● AUFGABE 1: Zu wie vielen Jahren Haft wurde Hossein Ronaghi Maleki laut dem folgenden Textauszug im Jahr 2010 verurteilt?
━━━━━ TEXTAUSZUG
HINTERGRUNDINFORMATIONEN

Die iranischen Behörden haben darauf hingewiesen, dass die Nothilfe für Erdbebenopfer in den betroffenen Gebieten der Provinz Ost-Aserbaidschan den zuständigen staatlichen Stellen überlassen werden muss. Dennoch haben viele freiwillige HelferInnen aus Teheran und anderen Städten eigene Hilfseinsätze für die Erdbebenopfer koordiniert, da aufgrund der Erfahrung früherer Hilfseinsätze das Vertrauen in die staatlichen Behörden nicht sehr groß ist. Nach ihrer Festnahme traten alle so Inhaftierten in einen "trockenen" Hungerstreik und schrieben einen offenen Brief an die Oberste Justizautorität Ayatollah Sadegh Larijani, in dem sie betonten, dass sie sich allein deshalb in der Provinz Ost-Aserbaidschan aufhielten, um die Erdbebenopfer mit Hilfsgütern zu versorgen.

Vor seiner jüngsten Festnahme am 22. August war Hossein Ronaghi Maleki am 2. Juli gegen Zahlung einer Kautionssumme von 10 Mrd. Rial (umgerechnet knapp 650.000 Euro) aus der Haft entlassen worden. Er war 2010 in einem unfairen Prozess zu 15 Jahren Haft verurteilt worden. Ihm war unter anderem "Mitgliedschaft in der [illegalen] Internet-Gruppe 'Iran Proxy'", "Verbreitung von systemfeindlicher Propaganda" und "Beleidigung des Religionsführers und des Präsidenten" zur Last gelegt worden. Die Vorwürfe stehen offenbar in Verbindung mit Artikeln, die er auf seinem Blog "14 Tir" veröffentlicht hat. Am 5. Juli verfasste er einen weiteren Blogeintrag. Darin äußerte er sich mit den Worten: "Nachdem ich 32 Monate nichts in meinem Blog geschrieben habe, möchte ich mich - den Stift in der Hand - wieder zurückmelden. Mir geht es gut, weil meine Mutter nicht mehr weint und ihr Gesicht [vor Glück] wieder aufgeblüht ist."
━━━━━━━━━━
━━━━━ DATENZEILEN
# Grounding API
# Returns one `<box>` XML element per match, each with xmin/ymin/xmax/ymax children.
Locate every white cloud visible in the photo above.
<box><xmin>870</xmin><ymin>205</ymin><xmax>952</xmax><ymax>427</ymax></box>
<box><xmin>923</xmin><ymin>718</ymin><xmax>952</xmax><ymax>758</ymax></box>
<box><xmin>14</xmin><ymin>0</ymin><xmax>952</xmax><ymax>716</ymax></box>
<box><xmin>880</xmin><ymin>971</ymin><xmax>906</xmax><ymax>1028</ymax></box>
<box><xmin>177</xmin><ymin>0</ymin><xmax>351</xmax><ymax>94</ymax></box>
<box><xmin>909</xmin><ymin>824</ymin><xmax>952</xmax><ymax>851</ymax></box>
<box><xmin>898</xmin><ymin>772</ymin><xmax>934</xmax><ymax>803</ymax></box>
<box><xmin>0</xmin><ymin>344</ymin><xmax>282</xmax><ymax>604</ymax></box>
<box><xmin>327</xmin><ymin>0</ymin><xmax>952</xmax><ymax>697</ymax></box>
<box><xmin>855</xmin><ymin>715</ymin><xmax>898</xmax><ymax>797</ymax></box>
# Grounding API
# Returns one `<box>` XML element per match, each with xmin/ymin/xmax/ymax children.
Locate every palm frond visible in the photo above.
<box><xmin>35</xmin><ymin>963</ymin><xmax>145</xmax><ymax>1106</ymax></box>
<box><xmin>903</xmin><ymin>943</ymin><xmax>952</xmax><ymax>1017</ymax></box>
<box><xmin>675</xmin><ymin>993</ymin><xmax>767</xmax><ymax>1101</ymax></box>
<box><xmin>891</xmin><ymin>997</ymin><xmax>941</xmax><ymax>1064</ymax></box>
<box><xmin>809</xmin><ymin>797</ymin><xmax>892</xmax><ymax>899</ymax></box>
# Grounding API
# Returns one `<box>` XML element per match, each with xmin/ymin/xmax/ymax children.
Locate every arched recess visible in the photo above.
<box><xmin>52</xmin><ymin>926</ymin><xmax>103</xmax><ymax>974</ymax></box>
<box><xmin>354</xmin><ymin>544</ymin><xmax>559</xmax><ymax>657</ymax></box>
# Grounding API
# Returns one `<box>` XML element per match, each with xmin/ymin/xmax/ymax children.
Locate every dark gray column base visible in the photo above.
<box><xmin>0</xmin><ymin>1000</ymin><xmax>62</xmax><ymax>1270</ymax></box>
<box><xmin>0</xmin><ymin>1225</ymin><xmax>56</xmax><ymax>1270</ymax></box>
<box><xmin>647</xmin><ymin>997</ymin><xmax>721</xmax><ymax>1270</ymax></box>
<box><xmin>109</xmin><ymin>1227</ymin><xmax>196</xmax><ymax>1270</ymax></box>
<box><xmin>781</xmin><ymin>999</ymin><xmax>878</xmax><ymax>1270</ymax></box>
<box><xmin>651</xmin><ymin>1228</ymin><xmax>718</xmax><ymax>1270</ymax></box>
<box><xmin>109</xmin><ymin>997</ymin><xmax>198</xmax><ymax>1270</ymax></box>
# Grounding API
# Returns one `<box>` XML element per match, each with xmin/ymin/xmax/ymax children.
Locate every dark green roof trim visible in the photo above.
━━━━━━━━━━
● AUFGABE 2: Gib jede Zeile der obigen Datensätze unverändert wieder, in der die Zeichenfolge "every" vorkommt. Groß- und Kleinschreibung ist dabei zu beachten.

● KORREKTE AUSGABE 1: Zu 15 Jahren Haft.

● KORREKTE AUSGABE 2:
Locate every white cloud visible in the photo above.
Locate every palm frond visible in the photo above.
Locate every arched recess visible in the photo above.
Locate every dark gray column base visible in the photo above.
Locate every dark green roof trim visible in the photo above.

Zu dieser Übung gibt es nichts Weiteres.